■ Supplied data:
┏━━
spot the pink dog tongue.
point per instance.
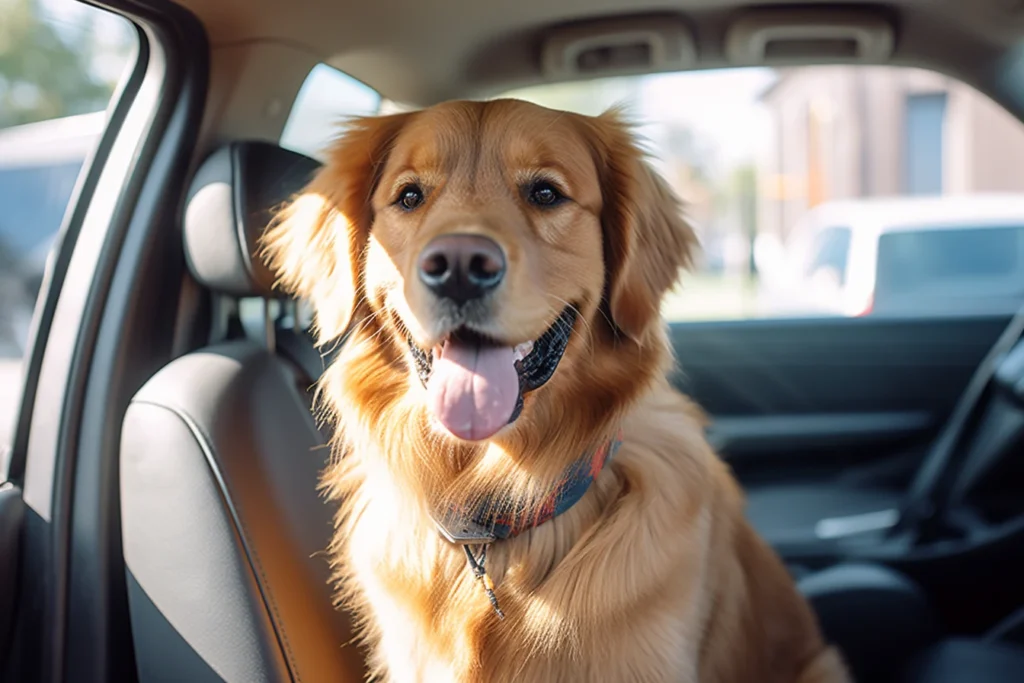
(473, 389)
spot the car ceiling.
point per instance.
(423, 51)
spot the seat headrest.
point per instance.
(229, 204)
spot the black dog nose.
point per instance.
(462, 267)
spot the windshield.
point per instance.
(752, 152)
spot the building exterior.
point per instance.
(843, 132)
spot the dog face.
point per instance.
(501, 249)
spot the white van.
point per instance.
(909, 255)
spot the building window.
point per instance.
(926, 116)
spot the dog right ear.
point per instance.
(315, 244)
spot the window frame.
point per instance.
(72, 612)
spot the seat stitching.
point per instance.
(206, 444)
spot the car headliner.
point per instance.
(418, 53)
(427, 50)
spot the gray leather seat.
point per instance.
(223, 528)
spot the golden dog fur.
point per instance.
(654, 574)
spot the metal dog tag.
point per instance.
(462, 530)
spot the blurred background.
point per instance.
(823, 190)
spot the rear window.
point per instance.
(926, 261)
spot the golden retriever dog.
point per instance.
(523, 496)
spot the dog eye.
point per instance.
(544, 194)
(410, 198)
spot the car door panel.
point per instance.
(819, 395)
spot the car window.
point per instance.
(327, 97)
(760, 155)
(939, 264)
(59, 63)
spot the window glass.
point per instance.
(328, 96)
(59, 63)
(804, 184)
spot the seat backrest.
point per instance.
(224, 532)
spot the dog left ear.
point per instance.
(647, 242)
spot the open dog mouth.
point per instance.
(476, 385)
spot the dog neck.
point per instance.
(498, 517)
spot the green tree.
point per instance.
(44, 75)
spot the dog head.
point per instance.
(497, 252)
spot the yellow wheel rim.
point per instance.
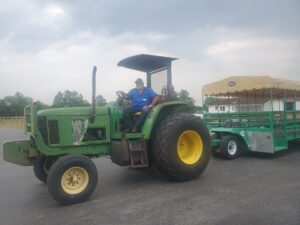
(75, 180)
(189, 147)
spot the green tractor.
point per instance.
(63, 140)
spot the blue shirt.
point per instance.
(140, 100)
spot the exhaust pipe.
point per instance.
(93, 116)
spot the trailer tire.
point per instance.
(230, 147)
(216, 152)
(41, 167)
(180, 147)
(72, 179)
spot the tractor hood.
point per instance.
(74, 111)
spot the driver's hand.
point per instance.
(147, 107)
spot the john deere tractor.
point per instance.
(63, 140)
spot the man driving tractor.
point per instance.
(143, 99)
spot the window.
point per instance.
(289, 106)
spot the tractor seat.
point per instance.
(137, 114)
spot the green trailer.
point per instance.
(62, 141)
(251, 113)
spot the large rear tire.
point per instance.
(181, 146)
(72, 179)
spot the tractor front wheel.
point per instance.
(181, 147)
(72, 179)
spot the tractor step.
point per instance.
(138, 154)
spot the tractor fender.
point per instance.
(158, 113)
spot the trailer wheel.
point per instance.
(216, 152)
(42, 166)
(181, 146)
(230, 147)
(72, 179)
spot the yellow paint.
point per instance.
(190, 147)
(75, 180)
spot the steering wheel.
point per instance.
(123, 98)
(122, 95)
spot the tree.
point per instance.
(100, 100)
(69, 99)
(14, 105)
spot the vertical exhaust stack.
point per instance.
(93, 116)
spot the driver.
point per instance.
(143, 99)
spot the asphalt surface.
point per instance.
(253, 189)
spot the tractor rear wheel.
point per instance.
(181, 146)
(230, 147)
(72, 179)
(42, 166)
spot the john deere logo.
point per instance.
(231, 83)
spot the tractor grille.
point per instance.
(42, 126)
(53, 131)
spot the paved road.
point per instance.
(253, 189)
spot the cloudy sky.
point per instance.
(51, 46)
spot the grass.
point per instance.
(12, 122)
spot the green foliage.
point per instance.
(14, 105)
(100, 100)
(69, 99)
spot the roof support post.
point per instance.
(148, 80)
(169, 74)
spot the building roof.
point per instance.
(255, 85)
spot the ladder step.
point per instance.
(138, 154)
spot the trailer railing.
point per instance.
(284, 123)
(12, 122)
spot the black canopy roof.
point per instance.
┗━━
■ Exercise: Reproduce all of the data exactly, omitting each picture it holds.

■ Task answer:
spot the pink dog tongue.
point per instance.
(473, 389)
spot the car ceiling.
point per instance.
(423, 51)
spot the seat headrest.
point per instance.
(229, 204)
spot the black dog nose.
point per instance.
(462, 267)
spot the windshield.
point per instance.
(752, 152)
spot the building exterior.
point per instance.
(843, 132)
spot the dog face.
point per instance.
(501, 249)
spot the white van.
point per instance.
(909, 255)
spot the building window.
point per instance.
(926, 116)
spot the dog right ear.
point per instance.
(315, 244)
spot the window frame.
point per instance.
(72, 612)
spot the seat stitching.
point per instance.
(206, 444)
spot the car headliner.
point per instance.
(418, 53)
(427, 50)
spot the gray leather seat.
point per instance.
(223, 528)
spot the golden dog fur.
point per instance.
(654, 574)
spot the metal dog tag.
point per instance.
(462, 530)
spot the blurred background.
point per instance.
(823, 190)
spot the rear window.
point per instance.
(926, 261)
spot the golden retriever dog.
point per instance.
(523, 496)
spot the dog eye.
point per instance.
(544, 194)
(410, 198)
spot the car door panel.
point per instance.
(819, 395)
spot the car window.
point per instance.
(327, 97)
(760, 155)
(939, 264)
(59, 63)
spot the window glass.
point per instance.
(328, 96)
(59, 63)
(804, 184)
spot the seat backrest.
point per instance.
(224, 532)
spot the dog left ear.
point per instance.
(647, 242)
spot the open dog mouth.
point per instance.
(476, 385)
spot the dog neck.
point per instance.
(498, 517)
spot the green tree.
point per instance.
(44, 75)
spot the dog head.
point per instance.
(497, 252)
spot the yellow wheel rim.
point per instance.
(75, 180)
(189, 147)
spot the green tractor.
point per instance.
(63, 140)
spot the blue shirt.
point per instance.
(140, 100)
spot the exhaust pipe.
point per instance.
(93, 116)
spot the trailer tire.
point per instance.
(230, 147)
(216, 152)
(41, 167)
(180, 147)
(72, 179)
spot the tractor hood.
point per instance.
(74, 111)
spot the driver's hand.
point per instance.
(147, 107)
spot the john deere tractor.
point per instance.
(63, 140)
spot the man driving tractor.
point per instance.
(143, 99)
spot the window.
point per instance.
(289, 106)
spot the tractor seat.
point per instance.
(137, 114)
spot the green trailer.
point per instance.
(62, 141)
(251, 113)
spot the large rear tire.
point per instance.
(181, 146)
(72, 179)
spot the tractor front wheel.
point per instance.
(181, 147)
(72, 179)
spot the tractor step.
point per instance.
(138, 154)
spot the tractor fender.
point per instance.
(158, 113)
spot the trailer wheel.
point per instance.
(216, 152)
(42, 166)
(181, 146)
(230, 147)
(72, 179)
spot the yellow paint.
point per instance.
(190, 147)
(75, 180)
spot the steering wheel.
point per instance.
(123, 98)
(122, 95)
spot the tree.
point per instance.
(100, 100)
(69, 99)
(14, 105)
spot the vertical exhaust stack.
point per instance.
(93, 116)
spot the driver.
point per instance.
(143, 99)
spot the asphalt surface.
point per instance.
(253, 189)
spot the tractor rear wheel.
point per instance.
(181, 146)
(230, 147)
(72, 179)
(42, 166)
spot the john deere logo.
point per instance.
(231, 83)
spot the tractor grille.
point per instance.
(42, 126)
(53, 131)
spot the paved road.
point per instance.
(253, 189)
spot the cloudy sky.
point per instance.
(51, 46)
spot the grass.
point per instance.
(12, 122)
spot the green foliage.
point per instance.
(14, 105)
(100, 100)
(69, 99)
spot the roof support post.
point per instance.
(148, 80)
(169, 74)
spot the building roof.
point per instance.
(255, 85)
spot the ladder step.
point per instance.
(138, 154)
spot the trailer railing.
point per instance.
(284, 123)
(12, 122)
spot the black canopy roof.
point per instance.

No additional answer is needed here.